> _WRITTEN EXERCISE_:
Please find each line in the records that contains the word "bundle" and copy every such line in full. Matching is case-sensitive.

--- Start of DATA SHOWN ---

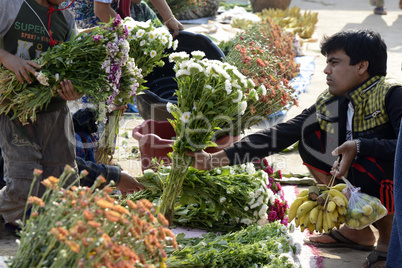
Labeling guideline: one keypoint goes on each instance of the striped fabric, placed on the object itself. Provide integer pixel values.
(394, 258)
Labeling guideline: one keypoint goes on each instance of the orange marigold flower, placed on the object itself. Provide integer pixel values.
(162, 220)
(146, 203)
(94, 224)
(112, 216)
(120, 209)
(60, 233)
(88, 215)
(131, 204)
(36, 201)
(104, 204)
(74, 246)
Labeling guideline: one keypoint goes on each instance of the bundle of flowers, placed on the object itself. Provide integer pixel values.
(210, 97)
(255, 246)
(148, 41)
(100, 58)
(85, 227)
(223, 199)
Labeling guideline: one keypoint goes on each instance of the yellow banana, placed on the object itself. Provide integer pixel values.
(335, 192)
(331, 206)
(303, 193)
(338, 201)
(339, 186)
(306, 221)
(334, 216)
(294, 206)
(319, 222)
(314, 214)
(324, 222)
(310, 228)
(305, 207)
(341, 210)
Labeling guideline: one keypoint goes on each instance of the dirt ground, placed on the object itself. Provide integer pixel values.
(333, 16)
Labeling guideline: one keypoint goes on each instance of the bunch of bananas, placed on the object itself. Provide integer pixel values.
(319, 208)
(366, 211)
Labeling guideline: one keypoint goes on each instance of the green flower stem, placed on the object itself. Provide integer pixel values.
(180, 165)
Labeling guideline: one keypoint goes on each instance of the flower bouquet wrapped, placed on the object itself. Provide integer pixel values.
(85, 227)
(223, 199)
(147, 45)
(210, 97)
(98, 58)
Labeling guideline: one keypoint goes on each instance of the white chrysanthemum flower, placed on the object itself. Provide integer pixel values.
(228, 87)
(291, 227)
(263, 90)
(284, 229)
(153, 53)
(178, 56)
(175, 44)
(298, 247)
(198, 54)
(151, 36)
(250, 169)
(263, 210)
(246, 221)
(243, 107)
(170, 107)
(185, 117)
(182, 72)
(144, 24)
(42, 78)
(239, 96)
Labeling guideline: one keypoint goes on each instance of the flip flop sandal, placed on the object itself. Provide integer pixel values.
(380, 11)
(341, 242)
(375, 256)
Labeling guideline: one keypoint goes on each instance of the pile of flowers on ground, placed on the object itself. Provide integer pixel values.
(223, 199)
(85, 227)
(265, 54)
(106, 48)
(254, 246)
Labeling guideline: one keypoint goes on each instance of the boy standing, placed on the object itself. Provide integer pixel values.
(28, 28)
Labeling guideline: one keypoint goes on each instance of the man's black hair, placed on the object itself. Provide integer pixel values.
(359, 45)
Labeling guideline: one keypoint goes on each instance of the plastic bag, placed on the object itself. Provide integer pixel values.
(362, 209)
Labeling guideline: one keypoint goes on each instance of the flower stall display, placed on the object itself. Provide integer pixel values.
(210, 97)
(99, 58)
(85, 227)
(223, 199)
(147, 42)
(254, 246)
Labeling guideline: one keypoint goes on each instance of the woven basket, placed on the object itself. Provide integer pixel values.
(259, 5)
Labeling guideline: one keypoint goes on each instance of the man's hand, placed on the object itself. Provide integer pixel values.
(202, 160)
(174, 25)
(348, 151)
(128, 184)
(19, 66)
(67, 91)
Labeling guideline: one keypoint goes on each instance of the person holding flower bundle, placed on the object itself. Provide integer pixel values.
(357, 117)
(104, 10)
(29, 27)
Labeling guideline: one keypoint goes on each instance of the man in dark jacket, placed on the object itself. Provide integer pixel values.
(356, 118)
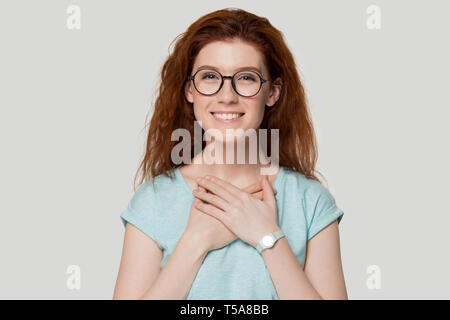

--- End of DATA SHOWN ---

> _TASK ANSWER_:
Labeling guideline: one keypoint goes on each instance of the bundle of flowers, placed on the object itself. Provide integer pixel values.
Labeling guideline: one keypoint goes on each instance of the person holding flower bundle, placed on the object itself. Provide integer pixel values.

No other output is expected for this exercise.